SET TASK =>
Reproduce the records below, substituting "Please" for each occurrence of "Kindly" and leaving everything else unchanged.

### DATASET EXCERPTS

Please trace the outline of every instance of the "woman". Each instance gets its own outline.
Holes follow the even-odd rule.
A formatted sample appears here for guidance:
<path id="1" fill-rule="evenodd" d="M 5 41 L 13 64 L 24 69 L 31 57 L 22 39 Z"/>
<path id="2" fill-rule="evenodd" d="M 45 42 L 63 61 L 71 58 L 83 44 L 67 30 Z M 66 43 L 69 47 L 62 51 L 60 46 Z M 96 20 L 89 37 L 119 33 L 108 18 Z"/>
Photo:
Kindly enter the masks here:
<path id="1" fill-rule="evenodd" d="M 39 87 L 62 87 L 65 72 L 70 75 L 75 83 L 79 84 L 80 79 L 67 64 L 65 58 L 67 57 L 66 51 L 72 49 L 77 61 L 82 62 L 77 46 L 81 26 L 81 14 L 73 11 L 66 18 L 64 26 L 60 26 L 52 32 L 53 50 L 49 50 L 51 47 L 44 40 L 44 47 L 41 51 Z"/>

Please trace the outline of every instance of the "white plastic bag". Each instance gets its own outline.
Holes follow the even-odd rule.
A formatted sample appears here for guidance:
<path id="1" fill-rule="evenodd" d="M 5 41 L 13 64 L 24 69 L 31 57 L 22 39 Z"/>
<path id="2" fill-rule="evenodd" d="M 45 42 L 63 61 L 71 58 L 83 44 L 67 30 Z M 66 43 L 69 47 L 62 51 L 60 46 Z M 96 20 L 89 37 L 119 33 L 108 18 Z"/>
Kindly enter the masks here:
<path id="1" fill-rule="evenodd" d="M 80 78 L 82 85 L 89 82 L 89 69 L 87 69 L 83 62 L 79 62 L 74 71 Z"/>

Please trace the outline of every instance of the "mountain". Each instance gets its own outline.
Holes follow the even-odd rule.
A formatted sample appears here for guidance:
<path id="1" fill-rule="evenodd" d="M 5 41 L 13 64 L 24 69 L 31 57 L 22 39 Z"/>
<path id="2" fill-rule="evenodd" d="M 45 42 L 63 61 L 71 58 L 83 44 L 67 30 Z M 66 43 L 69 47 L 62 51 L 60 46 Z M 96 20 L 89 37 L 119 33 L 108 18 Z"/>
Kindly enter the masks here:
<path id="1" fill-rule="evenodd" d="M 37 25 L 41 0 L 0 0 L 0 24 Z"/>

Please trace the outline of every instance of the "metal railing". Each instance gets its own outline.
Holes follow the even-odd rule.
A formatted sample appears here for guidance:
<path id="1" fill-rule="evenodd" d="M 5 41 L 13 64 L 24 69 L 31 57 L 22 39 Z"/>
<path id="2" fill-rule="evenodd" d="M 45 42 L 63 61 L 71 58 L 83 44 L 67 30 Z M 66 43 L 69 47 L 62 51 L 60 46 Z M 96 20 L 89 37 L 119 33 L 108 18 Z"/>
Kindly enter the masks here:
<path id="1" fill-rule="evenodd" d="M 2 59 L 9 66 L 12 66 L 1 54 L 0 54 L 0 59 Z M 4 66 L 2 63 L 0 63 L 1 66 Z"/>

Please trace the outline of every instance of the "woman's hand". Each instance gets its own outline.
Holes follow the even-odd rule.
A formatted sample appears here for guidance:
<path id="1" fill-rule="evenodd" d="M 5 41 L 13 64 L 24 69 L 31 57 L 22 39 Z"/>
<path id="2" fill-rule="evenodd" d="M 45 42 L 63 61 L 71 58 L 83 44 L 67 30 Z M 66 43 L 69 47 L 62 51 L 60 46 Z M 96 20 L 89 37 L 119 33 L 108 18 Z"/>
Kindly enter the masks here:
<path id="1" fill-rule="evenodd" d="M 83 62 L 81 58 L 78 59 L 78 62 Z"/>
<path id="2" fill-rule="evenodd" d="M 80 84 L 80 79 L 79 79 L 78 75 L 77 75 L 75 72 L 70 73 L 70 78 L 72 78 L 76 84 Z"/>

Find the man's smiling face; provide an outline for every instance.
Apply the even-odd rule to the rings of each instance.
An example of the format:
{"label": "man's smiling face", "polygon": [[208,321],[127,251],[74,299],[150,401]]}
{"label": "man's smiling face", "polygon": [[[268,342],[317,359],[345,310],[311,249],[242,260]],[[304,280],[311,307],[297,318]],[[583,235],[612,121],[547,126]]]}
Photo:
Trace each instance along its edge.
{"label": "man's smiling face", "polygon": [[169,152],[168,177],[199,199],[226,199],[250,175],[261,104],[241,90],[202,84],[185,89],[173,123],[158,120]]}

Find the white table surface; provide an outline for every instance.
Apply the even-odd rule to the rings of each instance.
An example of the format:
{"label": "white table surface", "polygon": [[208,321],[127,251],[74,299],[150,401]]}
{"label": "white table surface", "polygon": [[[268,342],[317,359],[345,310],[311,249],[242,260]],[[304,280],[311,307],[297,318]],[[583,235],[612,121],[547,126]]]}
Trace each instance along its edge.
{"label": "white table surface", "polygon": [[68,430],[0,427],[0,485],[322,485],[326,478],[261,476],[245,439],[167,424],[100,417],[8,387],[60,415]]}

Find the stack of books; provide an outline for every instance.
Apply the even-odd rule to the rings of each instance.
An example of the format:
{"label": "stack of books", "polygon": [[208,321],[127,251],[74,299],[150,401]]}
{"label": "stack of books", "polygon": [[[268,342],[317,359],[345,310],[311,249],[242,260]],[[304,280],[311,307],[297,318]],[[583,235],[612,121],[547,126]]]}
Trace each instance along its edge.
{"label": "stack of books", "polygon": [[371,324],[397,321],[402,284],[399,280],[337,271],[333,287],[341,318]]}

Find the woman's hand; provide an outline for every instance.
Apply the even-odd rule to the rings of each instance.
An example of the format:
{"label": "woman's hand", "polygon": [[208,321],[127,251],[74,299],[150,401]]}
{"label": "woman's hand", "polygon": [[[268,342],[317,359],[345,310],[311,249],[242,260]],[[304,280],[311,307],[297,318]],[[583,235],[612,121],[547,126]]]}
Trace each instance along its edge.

######

OUTPUT BELOW =>
Please trace the outline of every instance of the "woman". Each instance gets its own outline.
Holes follow the even-odd rule.
A formatted sample appears here for guidance:
<path id="1" fill-rule="evenodd" d="M 5 41 L 13 64 L 24 69 L 31 57 L 22 39 Z"/>
<path id="2" fill-rule="evenodd" d="M 45 42 L 63 61 L 71 58 L 83 44 L 67 30 Z M 66 43 L 69 47 L 62 51 L 60 46 Z M 96 20 L 89 37 L 119 33 L 108 18 Z"/>
Photo:
Please enter the masks here:
<path id="1" fill-rule="evenodd" d="M 39 87 L 62 87 L 65 72 L 70 75 L 75 83 L 79 84 L 80 79 L 67 64 L 65 58 L 67 57 L 66 51 L 72 49 L 77 61 L 82 62 L 77 46 L 81 26 L 81 14 L 73 11 L 66 18 L 64 26 L 60 26 L 52 32 L 53 50 L 49 50 L 51 47 L 44 40 L 44 47 L 41 51 Z"/>

Please trace the outline of every instance of the "white plastic bag". Each instance gets its own outline.
Holes follow the even-odd rule.
A formatted sample appears here for guidance:
<path id="1" fill-rule="evenodd" d="M 5 41 L 13 64 L 24 69 L 31 57 L 22 39 Z"/>
<path id="2" fill-rule="evenodd" d="M 45 42 L 63 61 L 71 58 L 83 44 L 67 30 Z M 66 43 L 69 47 L 62 51 L 60 46 Z M 96 20 L 89 37 L 119 33 L 108 18 Z"/>
Please enter the masks here:
<path id="1" fill-rule="evenodd" d="M 80 78 L 82 85 L 89 82 L 89 69 L 87 69 L 83 62 L 79 62 L 74 71 Z"/>

Please trace the outline of every instance of the "mountain". Each instance gets its own outline.
Holes follow the even-odd rule.
A formatted sample appears here for guidance:
<path id="1" fill-rule="evenodd" d="M 5 41 L 13 64 L 24 69 L 31 57 L 22 39 Z"/>
<path id="2" fill-rule="evenodd" d="M 45 42 L 63 61 L 71 58 L 83 44 L 67 30 Z M 66 43 L 69 47 L 62 51 L 60 46 Z M 96 20 L 89 37 L 119 33 L 108 18 Z"/>
Please enter the masks here:
<path id="1" fill-rule="evenodd" d="M 37 25 L 41 0 L 0 0 L 0 24 Z"/>

Please trace the outline of every instance of the "metal railing". Each instance gets its own outline.
Holes follow the even-odd rule.
A formatted sample appears here for guidance:
<path id="1" fill-rule="evenodd" d="M 5 41 L 13 64 L 24 69 L 31 57 L 22 39 Z"/>
<path id="2" fill-rule="evenodd" d="M 45 42 L 63 61 L 71 58 L 83 44 L 67 30 Z M 66 43 L 69 47 L 62 51 L 60 46 Z M 96 20 L 89 37 L 119 33 L 108 18 Z"/>
Please enter the masks here:
<path id="1" fill-rule="evenodd" d="M 2 59 L 9 66 L 12 66 L 1 54 L 0 54 L 0 59 Z M 4 66 L 2 63 L 0 63 L 1 66 Z"/>

Please trace the outline of every instance of the "woman's hand". Each instance gets its own outline.
Holes follow the even-odd rule.
A formatted sample appears here for guidance:
<path id="1" fill-rule="evenodd" d="M 5 41 L 13 64 L 24 69 L 31 57 L 22 39 Z"/>
<path id="2" fill-rule="evenodd" d="M 45 42 L 63 61 L 71 58 L 83 44 L 67 30 Z M 66 43 L 69 47 L 62 51 L 60 46 Z M 96 20 L 89 37 L 119 33 L 108 18 Z"/>
Please enter the masks here:
<path id="1" fill-rule="evenodd" d="M 83 62 L 81 58 L 78 59 L 78 62 Z"/>
<path id="2" fill-rule="evenodd" d="M 80 84 L 80 79 L 79 79 L 78 75 L 77 75 L 75 72 L 70 73 L 70 78 L 72 78 L 76 84 Z"/>

Find the man's smiling face; provide an outline for every instance.
Apply the even-odd rule to the rings of each instance.
An example of the format:
{"label": "man's smiling face", "polygon": [[208,321],[127,251],[74,299],[150,401]]}
{"label": "man's smiling face", "polygon": [[[268,342],[317,359],[345,310],[311,249],[242,260]],[[304,280],[311,307],[297,318]],[[583,235],[612,121],[547,126]]]}
Photo:
Trace each instance along its edge.
{"label": "man's smiling face", "polygon": [[169,152],[168,177],[199,199],[226,199],[250,175],[261,104],[241,90],[202,84],[185,89],[173,123],[158,120]]}

Find the white table surface; provide an outline for every instance.
Apply the even-odd rule to the rings of each instance.
An example of the format:
{"label": "white table surface", "polygon": [[208,321],[127,251],[74,299],[150,401]]}
{"label": "white table surface", "polygon": [[[268,342],[317,359],[345,310],[311,249],[242,260]],[[304,280],[311,307],[297,318]],[[583,235],[612,121],[547,126]]]}
Trace each instance along its edge.
{"label": "white table surface", "polygon": [[68,430],[0,427],[0,485],[322,485],[326,478],[261,476],[245,439],[167,424],[100,417],[8,387],[60,415]]}

Find the stack of books; provide an outline for every instance.
Apply the even-odd rule to the rings of each instance.
An example of the format:
{"label": "stack of books", "polygon": [[208,321],[127,251],[74,299],[150,401]]}
{"label": "stack of books", "polygon": [[[268,342],[317,359],[345,310],[311,249],[242,260]],[[304,280],[311,307],[297,318]],[[583,235],[612,121],[547,126]]]}
Trace each instance along its edge.
{"label": "stack of books", "polygon": [[371,324],[397,321],[402,284],[399,280],[337,271],[333,287],[341,318]]}

Find the woman's hand; provide an outline for every instance.
Apply the even-odd rule to the rings of each instance.
An example of the format:
{"label": "woman's hand", "polygon": [[208,321],[127,251],[74,299],[150,401]]}
{"label": "woman's hand", "polygon": [[[268,342],[317,359],[345,310],[311,249],[242,260]],[[304,280],[311,307],[297,318]],[[583,235],[612,121],[547,126]]]}
Trace each instance along its edge.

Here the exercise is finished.